- Document passage:
______

What is your first association evoked by a mention of the Java programming language? If you said “slow”, I hope all is well back there in the 90s! But if you said “verbose” instead, you would be very much in the right. Its wordiness is almost proverbial by now, with only some small improvements – like lambdas – emerging at the distant horizon.
Sounds good? Sure it does. The only problem here is that most of those optimistic claims are patently false. Good real-world code written in high level, dynamic language does not necessarily end up being much shorter. Quite often, it is either on par or even longer than the equivalent source in Java et al.
It happens for several reasons, most of which are not immediately obvious looking only at a Hello World-like samples.
It is said Python is pretty much pseudocode that happens to be syntactically strict enough to parse and run. While usually meant as a compliment, this observation has an uglier counterbalance. Being a pseudocode, the raw Python source is woefully incomplete when it comes to providing necessary information for future maintainers. As a result, it gets out of hand rather quickly.
To rein it, we need to put that information back somehow. Here’s where the documentation and commenting part steps in. In case of Python, there is even a syntactical distinction on the language level between both. The former takes the form of docstrings attached to function and class definitions. They are meant to fill in the gaps those definitions always leave open, including such “trivialities” as what kind of arguments the function actually takes, what it returns, and what exceptions it may raise.

______

- Point-per-instance localization listing:
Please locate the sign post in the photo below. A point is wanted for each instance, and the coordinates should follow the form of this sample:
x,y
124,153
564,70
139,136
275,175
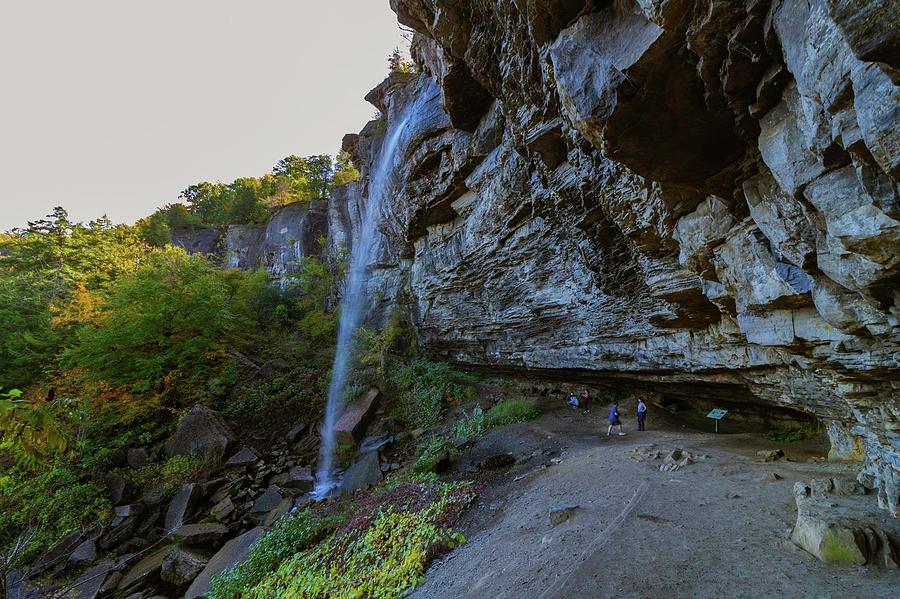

______

- Exercise aim:
Copy out everything from "What is your" down to "Java et al." in the passage about Java and Python, switching "verbose" to "long-winded". Nothing in the listing is needed here.

- Answer to the exercise:
What is your first association evoked by a mention of the Java programming language? If you said “slow”, I hope all is well back there in the 90s! But if you said “long-winded” instead, you would be very much in the right. Its wordiness is almost proverbial by now, with only some small improvements – like lambdas – emerging at the distant horizon.
Sounds good? Sure it does. The only problem here is that most of those optimistic claims are patently false. Good real-world code written in high level, dynamic language does not necessarily end up being much shorter. Quite often, it is either on par or even longer than the equivalent source in Java et al.